Pointing and labeling entries
---------------

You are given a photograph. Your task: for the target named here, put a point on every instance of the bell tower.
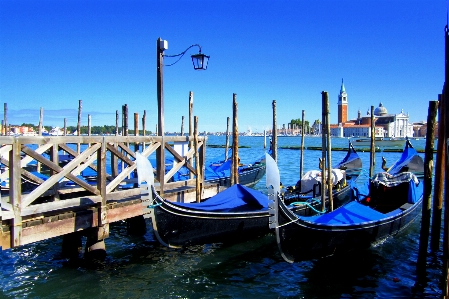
(342, 104)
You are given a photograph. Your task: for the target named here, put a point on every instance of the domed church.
(386, 125)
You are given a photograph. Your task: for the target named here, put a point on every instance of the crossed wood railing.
(94, 152)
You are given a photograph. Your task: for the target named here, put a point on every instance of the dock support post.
(372, 148)
(323, 152)
(227, 139)
(235, 143)
(190, 128)
(439, 179)
(71, 245)
(328, 151)
(426, 204)
(301, 164)
(136, 226)
(274, 137)
(95, 246)
(197, 161)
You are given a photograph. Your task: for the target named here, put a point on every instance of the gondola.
(219, 172)
(390, 202)
(235, 214)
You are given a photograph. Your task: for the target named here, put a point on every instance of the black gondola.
(390, 203)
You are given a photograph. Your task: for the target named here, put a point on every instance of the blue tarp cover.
(237, 198)
(355, 212)
(351, 213)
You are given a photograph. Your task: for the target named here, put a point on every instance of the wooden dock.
(66, 203)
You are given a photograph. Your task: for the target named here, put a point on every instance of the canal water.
(139, 267)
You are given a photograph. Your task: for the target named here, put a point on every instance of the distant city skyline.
(55, 53)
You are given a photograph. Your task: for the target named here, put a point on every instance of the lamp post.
(200, 62)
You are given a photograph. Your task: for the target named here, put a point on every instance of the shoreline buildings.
(386, 125)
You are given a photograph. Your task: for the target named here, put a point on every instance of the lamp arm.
(180, 55)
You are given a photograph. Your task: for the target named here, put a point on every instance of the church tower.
(342, 104)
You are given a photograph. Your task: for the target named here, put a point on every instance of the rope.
(152, 206)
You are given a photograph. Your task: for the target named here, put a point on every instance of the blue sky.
(55, 53)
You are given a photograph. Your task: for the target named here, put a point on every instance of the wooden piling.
(372, 147)
(264, 139)
(446, 199)
(426, 204)
(329, 154)
(301, 164)
(95, 247)
(89, 125)
(228, 120)
(144, 127)
(136, 226)
(197, 161)
(439, 179)
(5, 111)
(235, 143)
(41, 121)
(136, 130)
(71, 245)
(78, 126)
(182, 125)
(190, 127)
(125, 120)
(274, 135)
(114, 159)
(323, 151)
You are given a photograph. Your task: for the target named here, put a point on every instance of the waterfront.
(140, 267)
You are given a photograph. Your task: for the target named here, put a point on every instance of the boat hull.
(177, 227)
(298, 239)
(249, 177)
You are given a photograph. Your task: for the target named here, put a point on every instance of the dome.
(381, 110)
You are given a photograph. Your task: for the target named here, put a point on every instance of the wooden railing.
(93, 152)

---------------

Objective
Please copy out the lines above word for word, from the line containing "the wooden piling." through the end of the records, including both the first and last lines.

Exercise response
You are given a photograph. Your task: for the target named here, put a point on every instance of the wooden piling.
(372, 147)
(264, 139)
(446, 199)
(426, 204)
(329, 154)
(301, 164)
(95, 247)
(89, 125)
(228, 120)
(144, 127)
(136, 226)
(197, 161)
(439, 179)
(5, 111)
(235, 143)
(41, 121)
(136, 130)
(71, 245)
(78, 126)
(182, 125)
(190, 127)
(125, 120)
(274, 135)
(114, 159)
(323, 151)
You are given a photograph. Your task: for the target named here, put a point on every instance of the waterfront.
(140, 267)
You are given a photograph. Your task: for the target named here, put a point on every instance of the boat hull.
(177, 227)
(298, 239)
(249, 177)
You are given a photograph. Your task: for the target named here, put a point on every instance of the dome.
(381, 110)
You are given a photograph. Your task: for the target named here, put a point on every instance of the wooden railing.
(93, 152)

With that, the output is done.